-- Information given follows --
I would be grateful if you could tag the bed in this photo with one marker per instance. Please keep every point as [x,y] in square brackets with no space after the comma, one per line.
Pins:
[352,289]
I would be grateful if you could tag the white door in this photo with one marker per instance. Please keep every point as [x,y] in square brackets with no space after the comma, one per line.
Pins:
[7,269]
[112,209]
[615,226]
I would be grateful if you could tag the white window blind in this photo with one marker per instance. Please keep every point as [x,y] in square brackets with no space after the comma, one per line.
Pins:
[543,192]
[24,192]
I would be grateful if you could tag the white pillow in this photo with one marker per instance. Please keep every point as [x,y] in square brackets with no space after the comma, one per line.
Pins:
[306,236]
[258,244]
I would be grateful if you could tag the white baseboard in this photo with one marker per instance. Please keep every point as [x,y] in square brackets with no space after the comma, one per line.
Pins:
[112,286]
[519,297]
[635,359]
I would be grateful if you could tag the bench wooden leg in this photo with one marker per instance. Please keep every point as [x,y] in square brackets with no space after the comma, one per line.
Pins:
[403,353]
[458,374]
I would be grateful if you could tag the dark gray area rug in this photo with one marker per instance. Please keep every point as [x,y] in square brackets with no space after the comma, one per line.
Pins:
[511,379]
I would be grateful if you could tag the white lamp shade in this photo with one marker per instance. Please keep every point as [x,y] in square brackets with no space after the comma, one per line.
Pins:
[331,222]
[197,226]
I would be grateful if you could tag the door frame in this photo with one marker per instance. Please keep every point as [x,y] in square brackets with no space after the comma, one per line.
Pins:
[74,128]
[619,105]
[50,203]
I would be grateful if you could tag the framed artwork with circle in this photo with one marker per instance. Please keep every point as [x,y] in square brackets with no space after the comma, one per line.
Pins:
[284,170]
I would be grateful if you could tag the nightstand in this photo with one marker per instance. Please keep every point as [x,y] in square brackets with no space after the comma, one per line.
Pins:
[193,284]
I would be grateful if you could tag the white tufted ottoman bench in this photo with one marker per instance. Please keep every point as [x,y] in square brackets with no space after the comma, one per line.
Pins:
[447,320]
-- Information given concluded --
An exact copy of every entry above is required.

I would be grateful if you could tag the bed in this photo with one marker per instance. Please keep every point as [x,y] in square brackets with no space after the comma, one per line.
Pins:
[352,289]
I would be grateful if you could tag the white door in this photo with one marker per instance. Please keep every point as [x,y] in square brackets with no space after the comma, one per line.
Pins:
[7,269]
[112,209]
[615,226]
I would be grateful if you could tag the white window blind in this photo with one marker per instance. Please keep every point as [x,y] in square brackets with no space after the comma, one per line.
Pins:
[543,192]
[24,192]
I would be grateful if you could tag the white pillow in this photo with one marker per instance. Please keep every point as [x,y] in square brackets with no space after the comma, one per line.
Pins:
[306,236]
[258,244]
I would be grateful if you could tag the white baseboard in this photo with one marker per instance. Please keep every point as [x,y] in square brackets with no space after the comma, one per line.
Pins:
[112,286]
[519,297]
[635,359]
I would be grateful if you could tag the bench wooden leg in this photo with one marker per instance. Please keep every point as [x,y] in square brackets with no space after the comma, one per line.
Pins:
[403,353]
[458,374]
I would be grateful if you could tag the dark gray area rug in this photo with one marker per instance. Please keep every point as [x,y] in square brackets with no space after the comma, one per line.
Pins:
[511,379]
I would be grateful if you could tag the white lamp shade in this photo with one marker per instance. Please keep every point as [x,y] in square brackets with no space after the comma, one per line.
Pins:
[331,222]
[197,226]
I would be grateful if you could tag the door frame in this photo with one marker per instance. Please keep every point as [x,y] in square brackets with no space after the comma, one per line.
Pins:
[74,128]
[619,105]
[50,203]
I would be grateful if you could tag the framed artwork with circle in this photo with one marker per instance. Please keep every point as [x,y] in square brackets with no space after the comma, one per line.
Pins:
[284,170]
I would be grateful if you could tag the nightstand in this photo with one marker per instance. Please keep every point as [x,y] in square brackets with no space after the comma, one per line.
Pins:
[193,284]
I would be grateful if you could tag the white tufted ottoman bench in this photo with one marker per instance. Please keep every point as [x,y] in square brackets with no space after the comma, one per line.
Pins:
[447,320]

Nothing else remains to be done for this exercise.